* Exercise material:
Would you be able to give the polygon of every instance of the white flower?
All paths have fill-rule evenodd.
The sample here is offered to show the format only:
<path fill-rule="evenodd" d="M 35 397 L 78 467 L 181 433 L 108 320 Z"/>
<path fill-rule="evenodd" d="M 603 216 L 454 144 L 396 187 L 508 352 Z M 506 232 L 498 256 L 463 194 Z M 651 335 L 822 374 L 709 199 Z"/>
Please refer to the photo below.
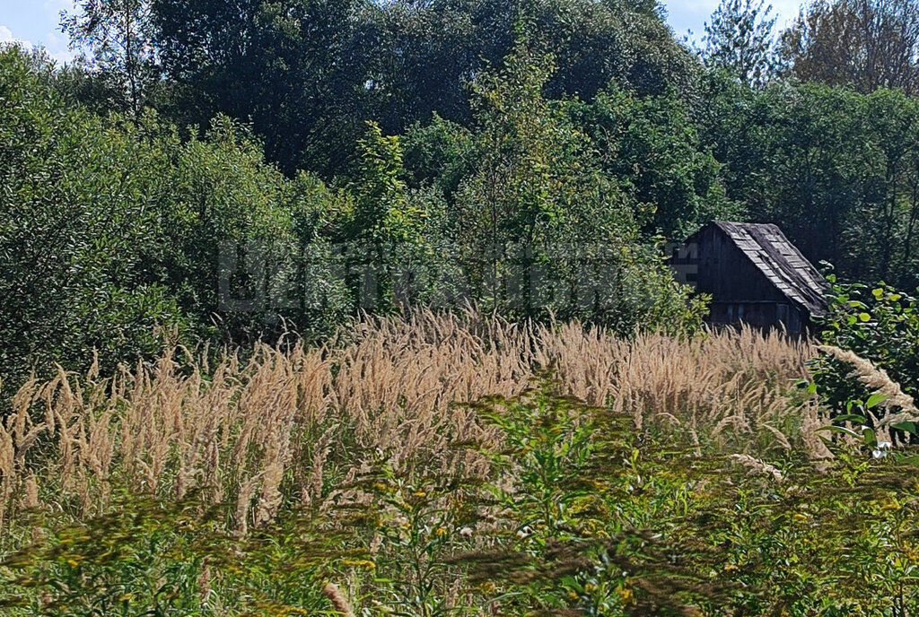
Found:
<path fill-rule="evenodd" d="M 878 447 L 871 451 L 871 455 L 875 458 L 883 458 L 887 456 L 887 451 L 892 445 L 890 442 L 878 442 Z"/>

* * *

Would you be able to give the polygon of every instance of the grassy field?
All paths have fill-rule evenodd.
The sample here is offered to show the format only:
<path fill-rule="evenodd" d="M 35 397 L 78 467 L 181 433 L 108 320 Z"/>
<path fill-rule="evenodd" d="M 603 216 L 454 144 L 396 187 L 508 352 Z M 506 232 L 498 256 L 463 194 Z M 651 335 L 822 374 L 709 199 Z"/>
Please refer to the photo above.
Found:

* Stated problem:
Could you format the lines as a numbered list, starting with the line containing "the white flower?" and going on through the line containing "878 447 L 871", skipping blank lines and leaving out the pictures?

* Answer:
1. Would you be able to give the polygon of every instance of the white flower?
2. All paths have fill-rule evenodd.
3. The sample here is offered to show the format only:
4. <path fill-rule="evenodd" d="M 35 397 L 78 467 L 181 433 L 108 320 Z"/>
5. <path fill-rule="evenodd" d="M 603 216 L 454 144 L 396 187 L 508 352 Z M 506 232 L 498 256 L 463 194 Z M 651 335 L 822 374 L 709 199 Z"/>
6. Please refer to the photo below.
7. Found:
8. <path fill-rule="evenodd" d="M 878 447 L 871 451 L 871 455 L 875 458 L 883 458 L 887 456 L 887 451 L 892 445 L 890 442 L 878 442 Z"/>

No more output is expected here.